TASK GOAL:
Type out every entry again, character for character.

SUPPLIED RECORDS:
◇ ◇ ◇ ◇
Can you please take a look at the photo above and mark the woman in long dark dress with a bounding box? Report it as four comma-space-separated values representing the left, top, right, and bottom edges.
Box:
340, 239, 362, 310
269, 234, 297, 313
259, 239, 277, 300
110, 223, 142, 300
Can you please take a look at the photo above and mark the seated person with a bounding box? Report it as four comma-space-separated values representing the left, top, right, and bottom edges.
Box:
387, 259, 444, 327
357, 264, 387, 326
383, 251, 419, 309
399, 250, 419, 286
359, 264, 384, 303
◇ ◇ ◇ ◇
RESULT OF THE TASK:
Can you please take a look at the photo above and mark the woman in long dark dress with a bounding box? Report it as four comma-space-separated values representing the left, top, right, and bottom edges.
Box:
340, 239, 362, 310
269, 234, 297, 313
259, 239, 277, 300
110, 223, 142, 300
Can you please take a look at the photo above and mark the seated person with a bounding box? Report it as four comma-space-separated values representing the left, top, right, and bottom edges.
Box:
387, 259, 444, 327
357, 264, 387, 326
383, 251, 419, 309
399, 250, 419, 286
359, 264, 384, 303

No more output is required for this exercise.